(Stored data entries)
....

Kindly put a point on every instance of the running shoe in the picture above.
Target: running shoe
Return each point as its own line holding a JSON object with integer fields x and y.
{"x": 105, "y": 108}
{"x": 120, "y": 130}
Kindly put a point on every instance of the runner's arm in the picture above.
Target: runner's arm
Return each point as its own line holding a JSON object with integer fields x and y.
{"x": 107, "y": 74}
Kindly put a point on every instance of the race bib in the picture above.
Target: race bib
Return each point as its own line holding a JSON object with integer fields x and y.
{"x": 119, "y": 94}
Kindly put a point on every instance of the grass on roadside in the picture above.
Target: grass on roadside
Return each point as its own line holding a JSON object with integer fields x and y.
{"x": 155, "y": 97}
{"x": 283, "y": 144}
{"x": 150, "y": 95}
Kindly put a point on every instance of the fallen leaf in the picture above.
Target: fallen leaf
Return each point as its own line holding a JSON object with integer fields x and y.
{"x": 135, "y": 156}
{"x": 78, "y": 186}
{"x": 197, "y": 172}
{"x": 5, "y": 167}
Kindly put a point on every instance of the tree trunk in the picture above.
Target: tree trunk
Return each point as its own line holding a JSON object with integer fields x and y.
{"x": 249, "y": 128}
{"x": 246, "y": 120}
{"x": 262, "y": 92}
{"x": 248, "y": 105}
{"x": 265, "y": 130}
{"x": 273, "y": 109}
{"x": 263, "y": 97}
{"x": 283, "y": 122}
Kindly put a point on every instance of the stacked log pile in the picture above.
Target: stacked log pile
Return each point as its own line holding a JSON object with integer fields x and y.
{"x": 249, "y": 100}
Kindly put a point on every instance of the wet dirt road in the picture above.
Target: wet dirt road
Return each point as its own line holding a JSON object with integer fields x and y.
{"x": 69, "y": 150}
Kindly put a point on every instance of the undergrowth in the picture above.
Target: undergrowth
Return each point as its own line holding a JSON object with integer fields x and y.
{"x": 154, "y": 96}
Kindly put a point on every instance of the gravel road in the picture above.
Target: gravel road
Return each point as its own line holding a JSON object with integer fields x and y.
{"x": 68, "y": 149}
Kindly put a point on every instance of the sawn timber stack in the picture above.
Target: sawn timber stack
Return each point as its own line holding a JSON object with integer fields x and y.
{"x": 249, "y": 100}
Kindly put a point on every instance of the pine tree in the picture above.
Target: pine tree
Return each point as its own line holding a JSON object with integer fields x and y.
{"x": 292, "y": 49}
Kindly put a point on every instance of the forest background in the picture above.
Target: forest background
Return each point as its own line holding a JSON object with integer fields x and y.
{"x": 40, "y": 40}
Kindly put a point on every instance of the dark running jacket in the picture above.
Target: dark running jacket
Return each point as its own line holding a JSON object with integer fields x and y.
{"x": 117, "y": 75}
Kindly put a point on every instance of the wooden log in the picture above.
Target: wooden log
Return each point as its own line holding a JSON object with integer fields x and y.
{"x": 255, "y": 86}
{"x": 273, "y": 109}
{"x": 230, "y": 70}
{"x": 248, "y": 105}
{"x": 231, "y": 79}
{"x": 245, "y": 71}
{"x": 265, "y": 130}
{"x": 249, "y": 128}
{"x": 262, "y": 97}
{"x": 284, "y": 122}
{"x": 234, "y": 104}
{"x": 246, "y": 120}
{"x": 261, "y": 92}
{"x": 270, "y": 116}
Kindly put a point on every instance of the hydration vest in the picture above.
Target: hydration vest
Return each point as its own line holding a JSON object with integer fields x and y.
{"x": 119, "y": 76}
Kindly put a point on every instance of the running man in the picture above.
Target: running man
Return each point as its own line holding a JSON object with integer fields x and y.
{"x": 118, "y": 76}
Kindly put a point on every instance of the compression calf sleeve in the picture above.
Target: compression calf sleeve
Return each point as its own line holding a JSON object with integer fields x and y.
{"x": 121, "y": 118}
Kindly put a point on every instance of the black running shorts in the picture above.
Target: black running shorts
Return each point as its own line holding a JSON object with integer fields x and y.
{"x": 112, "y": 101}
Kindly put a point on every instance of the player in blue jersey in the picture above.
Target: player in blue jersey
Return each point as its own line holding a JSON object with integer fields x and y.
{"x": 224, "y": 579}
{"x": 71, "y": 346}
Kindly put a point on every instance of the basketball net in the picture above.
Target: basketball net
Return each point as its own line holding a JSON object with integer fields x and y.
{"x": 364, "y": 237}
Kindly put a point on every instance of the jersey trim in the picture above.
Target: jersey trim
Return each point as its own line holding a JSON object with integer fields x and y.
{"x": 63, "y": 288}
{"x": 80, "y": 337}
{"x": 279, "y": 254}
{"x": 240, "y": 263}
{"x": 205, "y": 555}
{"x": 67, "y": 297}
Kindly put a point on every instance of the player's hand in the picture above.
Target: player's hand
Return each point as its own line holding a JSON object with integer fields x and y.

....

■ **What the task asks**: Checking each line above, count the ones that hold the word "sleeve" and state the total alone.

■ **Solution below**: 2